### What you will do
Write the records out exactly as shown. No pictures.

Referring expression pointing data
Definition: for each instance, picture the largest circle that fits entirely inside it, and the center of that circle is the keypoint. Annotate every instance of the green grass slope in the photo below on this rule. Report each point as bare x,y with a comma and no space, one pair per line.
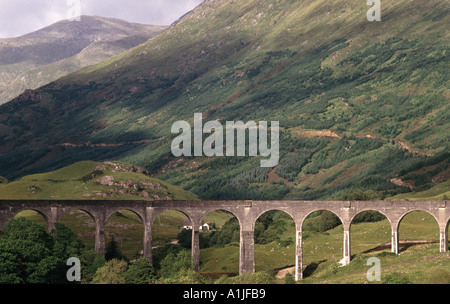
93,180
33,60
419,260
358,102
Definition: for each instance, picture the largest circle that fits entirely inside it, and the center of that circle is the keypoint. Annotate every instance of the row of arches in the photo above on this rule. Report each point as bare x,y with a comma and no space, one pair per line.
166,225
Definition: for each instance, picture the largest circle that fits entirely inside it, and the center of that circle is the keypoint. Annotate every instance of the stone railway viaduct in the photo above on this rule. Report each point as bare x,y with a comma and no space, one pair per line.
247,212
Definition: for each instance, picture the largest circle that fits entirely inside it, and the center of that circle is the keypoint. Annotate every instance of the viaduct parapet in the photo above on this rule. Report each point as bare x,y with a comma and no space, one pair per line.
247,212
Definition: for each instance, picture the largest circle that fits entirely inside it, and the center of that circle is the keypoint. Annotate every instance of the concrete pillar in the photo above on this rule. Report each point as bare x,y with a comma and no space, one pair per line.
100,234
247,252
148,241
299,256
347,248
443,239
394,239
195,248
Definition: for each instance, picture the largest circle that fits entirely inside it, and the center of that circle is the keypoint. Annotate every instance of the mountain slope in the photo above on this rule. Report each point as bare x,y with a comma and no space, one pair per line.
35,59
358,101
93,180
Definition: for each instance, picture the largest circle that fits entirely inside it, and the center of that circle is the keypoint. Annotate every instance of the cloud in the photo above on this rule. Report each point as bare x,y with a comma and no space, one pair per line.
18,17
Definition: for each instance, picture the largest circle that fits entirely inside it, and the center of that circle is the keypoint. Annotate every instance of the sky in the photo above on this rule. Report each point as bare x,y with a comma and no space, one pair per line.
19,17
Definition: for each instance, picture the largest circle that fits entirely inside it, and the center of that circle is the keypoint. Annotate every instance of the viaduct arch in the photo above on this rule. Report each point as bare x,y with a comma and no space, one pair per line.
247,212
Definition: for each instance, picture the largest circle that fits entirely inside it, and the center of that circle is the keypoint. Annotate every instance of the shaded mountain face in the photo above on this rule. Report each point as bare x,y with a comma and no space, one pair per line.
35,59
362,106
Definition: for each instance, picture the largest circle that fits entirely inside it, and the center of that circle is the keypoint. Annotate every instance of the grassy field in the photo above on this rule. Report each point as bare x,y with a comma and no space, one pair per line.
93,180
419,260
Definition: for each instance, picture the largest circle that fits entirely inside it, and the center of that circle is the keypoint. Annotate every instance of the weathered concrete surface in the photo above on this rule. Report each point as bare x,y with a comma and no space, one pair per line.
247,212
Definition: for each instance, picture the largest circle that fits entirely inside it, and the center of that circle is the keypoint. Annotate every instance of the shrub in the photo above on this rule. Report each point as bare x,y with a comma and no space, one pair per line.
140,272
113,272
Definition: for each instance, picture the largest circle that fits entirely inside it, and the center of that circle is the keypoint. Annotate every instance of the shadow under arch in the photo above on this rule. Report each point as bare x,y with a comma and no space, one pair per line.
322,239
221,254
126,228
417,227
370,232
275,241
82,223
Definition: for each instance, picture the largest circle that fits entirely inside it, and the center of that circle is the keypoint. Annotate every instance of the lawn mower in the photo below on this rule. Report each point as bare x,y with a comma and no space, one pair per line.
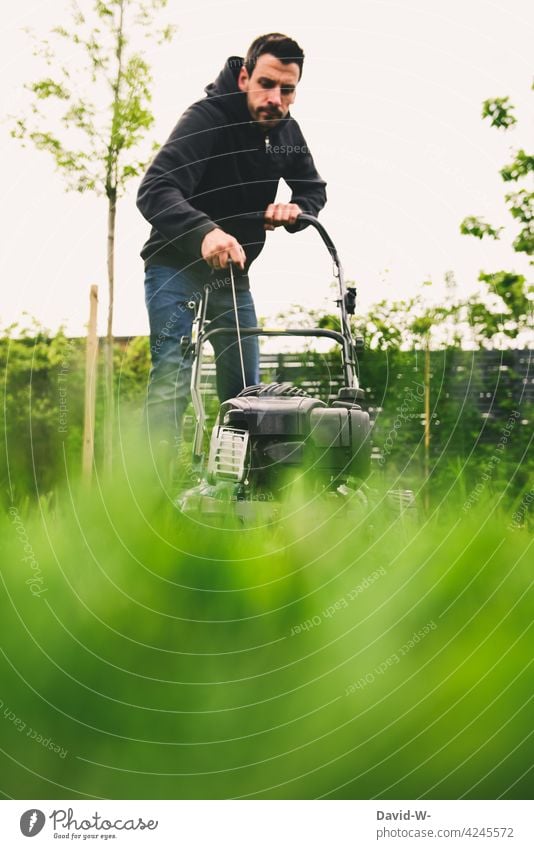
273,434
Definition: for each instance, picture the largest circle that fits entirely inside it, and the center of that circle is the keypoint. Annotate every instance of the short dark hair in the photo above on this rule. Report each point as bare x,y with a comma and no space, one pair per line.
278,45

### Output of the exercise
Definition: for each instance, picture the largest circle that fits entirely inside it, and the center of that circle is the keypoint. Annotate every instance of the green grass slope in the photo below on this rule. Report each point as bare x,y with a comma and no space, one pair per line.
93,180
33,60
419,260
358,102
Definition: for each instance, picture the largest circle that fits entirely inside it, and the center of that circle is the keypoint. Annotate every instance of the row of arches in the photo above on this rule. Report each point as bare x,y with a comma and no space, one pair per line.
166,225
Definition: for each instance, picture the largest circle that fits entirely inside it, and the center of that circle is the keypoint. Annotate every instance of the stone railway viaduct in the photo above on this rule. Report each point as bare x,y with a comma and no space, one pair per line.
247,212
Definition: for each instance, picture the largest circle that fits entirely inside it, and the center of that circle is the keypoint. Annotate every instance of the viaduct parapet in the photo above on this rule. Report each point as bare x,y with a comma and no space, one pair per line.
247,212
Definition: for each instance, picture the largest circle that fits entirely inside it, and the center of that circle is the keypoint. Annotate every instance of the concrete pillar in the photo above on this rule. Report each point as bare x,y with a comma and no space, one pair per line.
100,234
247,252
148,241
299,256
347,248
443,239
394,239
195,248
Definition: for each instance, picture the largest circle that fits entirely inside it, and the center of that circle is the keypoint. Annotate every instance of the mountain slope in the photo above on this rule. Report each point as bare x,y with a comma and no space, one pair per line.
35,59
358,101
93,180
Definition: for each instance, picture the largest circle that fits entirely inside it, and the center of that circle is the keypoint. Annotate every instance of the cloud in the photo above on this rule. Report each point as bare x,y with a comma and no space, one pair per line.
18,17
Definition: for each instance, picture the largest circle that fits entirely inside it, and the center of that circle is the keypoint. Annotate every instance of the sky in the photo above on this rule. Report each point as bare x,y with a comma and no space, one pair per line.
19,17
Definition: for each instance, picture the largest circle that fits entirely inside it, and the center of that circle is the keypoint. Annotate every instance of the viaduct arch in the photo above on this rule. Report each point as bare x,y with a comma and no space, one pair per line.
247,212
Definition: for each instance, picture the largest circle that fits entirely inside it, and the center of that circle is the keypoint. Annotate every instance of the shaded mountain face in the photo above on this rule. Report each point as bare x,y with a comma and no space, one pair per line.
35,59
362,106
Definition: for each instance, picture the largest circle that fits entirely inside it, and the center of that circle is the keypoint. Annotate every instance of the grassy field in the photo above on this rule. Report each point as bare x,y with a comma and no space, one pair per line.
93,180
419,260
Definition: for each instance, picture the largest circle that fits entirely inside it, and the center of that circle is the keypoint. Annotate every instance of the weathered concrete surface in the photo above on this rule. Report each point as bare x,y with a comma and no space, one pair per line.
247,212
Definition: for each instance, picture the largest circle that fits entirely inside it, and the center of that circle is the keypoint. Annotate every instance of the shrub in the photo above on this rule. Report each point as bare x,y with a comma and no space, one pair per line.
140,272
113,272
Definition: for each instance, picture the largest circle that fits entirely inside it, and the center of that circle is the keypoint. Annotate every instance of the shadow under arch in the photo above on this rule. Report each point as bare x,y with a comma and no space, one pair per line.
322,239
221,254
126,228
417,227
370,232
275,241
82,223
Definition: for each instance, picture the largest circle that fits entirely inside it, and the center of that circle is the keypoint. Annotate every instance of the lawn mower in the photo below on this rule. Report each point as bare x,y with a comma and no space, one pair per line.
273,434
Definition: for each instance, picture the largest circle that fits entirely inside it, and the center of that circle is the keypoint. Annotate every instance of the short dark hair in the photo above on this rule. Report each point as bare x,y with a comma and no space, one pair per line.
278,45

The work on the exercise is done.